— START —

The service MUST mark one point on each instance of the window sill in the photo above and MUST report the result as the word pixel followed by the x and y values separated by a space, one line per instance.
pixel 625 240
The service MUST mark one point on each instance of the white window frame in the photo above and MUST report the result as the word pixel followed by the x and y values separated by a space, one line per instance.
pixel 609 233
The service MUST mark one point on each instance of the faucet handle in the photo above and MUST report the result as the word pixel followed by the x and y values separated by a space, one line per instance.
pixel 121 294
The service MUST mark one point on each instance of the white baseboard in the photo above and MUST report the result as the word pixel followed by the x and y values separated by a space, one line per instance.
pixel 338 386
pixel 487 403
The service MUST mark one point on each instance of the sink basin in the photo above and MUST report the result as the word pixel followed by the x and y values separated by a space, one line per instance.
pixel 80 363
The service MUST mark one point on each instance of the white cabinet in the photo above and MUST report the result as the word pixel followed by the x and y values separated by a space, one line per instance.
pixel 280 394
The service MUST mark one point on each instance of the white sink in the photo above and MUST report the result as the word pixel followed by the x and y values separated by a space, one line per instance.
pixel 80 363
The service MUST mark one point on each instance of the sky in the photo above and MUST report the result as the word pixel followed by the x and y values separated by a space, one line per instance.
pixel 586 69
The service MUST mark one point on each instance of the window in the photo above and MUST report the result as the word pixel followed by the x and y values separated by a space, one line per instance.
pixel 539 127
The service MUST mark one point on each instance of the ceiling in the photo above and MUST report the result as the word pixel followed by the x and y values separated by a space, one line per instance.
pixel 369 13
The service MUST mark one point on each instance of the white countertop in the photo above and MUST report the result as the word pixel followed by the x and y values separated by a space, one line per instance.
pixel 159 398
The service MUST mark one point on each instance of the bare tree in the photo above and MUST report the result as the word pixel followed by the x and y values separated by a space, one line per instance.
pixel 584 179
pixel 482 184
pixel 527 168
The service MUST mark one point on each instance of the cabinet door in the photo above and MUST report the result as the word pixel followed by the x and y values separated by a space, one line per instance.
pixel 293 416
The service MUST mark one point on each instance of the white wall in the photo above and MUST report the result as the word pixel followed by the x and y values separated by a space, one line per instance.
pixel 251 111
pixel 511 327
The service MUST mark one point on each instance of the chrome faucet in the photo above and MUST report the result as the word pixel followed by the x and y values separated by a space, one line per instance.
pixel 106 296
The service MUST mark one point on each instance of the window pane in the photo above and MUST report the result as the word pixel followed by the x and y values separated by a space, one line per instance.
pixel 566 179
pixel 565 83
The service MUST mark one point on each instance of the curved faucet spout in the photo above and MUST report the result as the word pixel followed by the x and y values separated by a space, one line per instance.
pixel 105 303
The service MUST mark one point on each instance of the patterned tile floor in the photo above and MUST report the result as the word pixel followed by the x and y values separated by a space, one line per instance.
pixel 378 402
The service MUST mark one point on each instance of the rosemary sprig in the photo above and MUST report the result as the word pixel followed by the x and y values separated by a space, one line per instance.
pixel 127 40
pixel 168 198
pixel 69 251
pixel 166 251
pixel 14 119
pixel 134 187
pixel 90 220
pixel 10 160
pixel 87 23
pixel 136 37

— END —

## What the task requires
Rewrite all the records above, changing every "one line per instance" to "one line for each instance" and leaving everything else as it is.

## Result of this exercise
The service MUST mark one point on each instance of the window sill in the photo above and MUST report the result as the word pixel followed by the x and y values separated by a space, one line for each instance.
pixel 625 240
The service MUST mark one point on each instance of the white window frame in the photo above and MUST report the result as the word pixel followed by the x and y values separated by a space, one line for each instance.
pixel 609 233
The service MUST mark one point on each instance of the faucet handle in the photo above and MUST report the result as the word pixel followed by the x and y values separated by a space, one line for each instance.
pixel 121 294
The service MUST mark one point on each instance of the white baseboard in the photo above and MUST report the result as the word pixel followed by the x and y values separated by a space, one line for each instance.
pixel 338 386
pixel 487 403
The service MUST mark one point on each instance of the sink basin in the photo above and MUST report the result as the word pixel followed by the x and y values separated by a space, one line for each instance.
pixel 80 363
The service MUST mark one point on each instance of the white cabinet in the photo above and MUST report the result as the word pixel followed by the x and y values separated by a space, one line for each instance.
pixel 280 394
The service MUST mark one point on each instance of the white sink in the photo above and MUST report the result as the word pixel followed by the x and y values separated by a space, one line for each instance.
pixel 80 363
The service MUST mark one point on each instance of the sky in the photo above and MUST report the result as the word pixel followed by the x and y values separated by a space, one line for each instance.
pixel 586 69
The service MUST mark one point on each instance of the window in the photo above and MUST report the result as the word pixel followed by the x and y values separated by a space, one line for each instance.
pixel 539 127
The service MUST mark one point on each instance of the ceiling in the photo above and MUST report the result as the word pixel followed by the x and y values separated by a space, one line for each instance.
pixel 369 13
The service MUST mark one point on each instance of the white countertop in the photo above and MUST report the result as the word pixel followed by the x and y values separated by a space, one line for each instance.
pixel 159 398
The service MUST mark one point on each instance of the bare tree in the photo above and MUST report the result as the word pixel followed by the x and y values separated by a space, one line for each instance.
pixel 584 179
pixel 482 184
pixel 527 168
The service MUST mark one point on each instance of the cabinet door in the photo above and MUST report the result as the word pixel followed by the x and y values separated by a space, one line for each instance.
pixel 293 416
The service MUST mark one point on each instance of the white wall in the photo above and MUST report the result as the word pixel followed by the x and y values separated by a space, one line for each instance.
pixel 251 111
pixel 511 327
The service MUST mark one point on each instance of the chrome faucet in the photo above and MUST report the result as the word pixel followed by the x and y values separated by a space, one line for each instance.
pixel 106 296
The service MUST mark one point on each instance of the window pane in the photo above and MUST report the result as the word pixel followed by the x and y values separated by a space, one line for each instance.
pixel 566 179
pixel 565 83
The service MUST mark one point on each instance of the curved faucet spout in the photo above and MUST report the result as the word pixel followed by the x and y values separated by a space, one line for each instance.
pixel 105 303
The service MUST mark one point on each instance of the patterned tile floor in the photo above and MUST report the result as the word pixel followed by the x and y values separated by a space, one line for each instance.
pixel 378 402
The service MUST mark one point on each instance of the rosemary sprig in the photo above and MUST report the result as the word pixel followed by the x and y values separated by a space, one line for each instance.
pixel 127 40
pixel 168 198
pixel 69 251
pixel 166 251
pixel 14 119
pixel 134 187
pixel 90 220
pixel 10 160
pixel 87 23
pixel 136 37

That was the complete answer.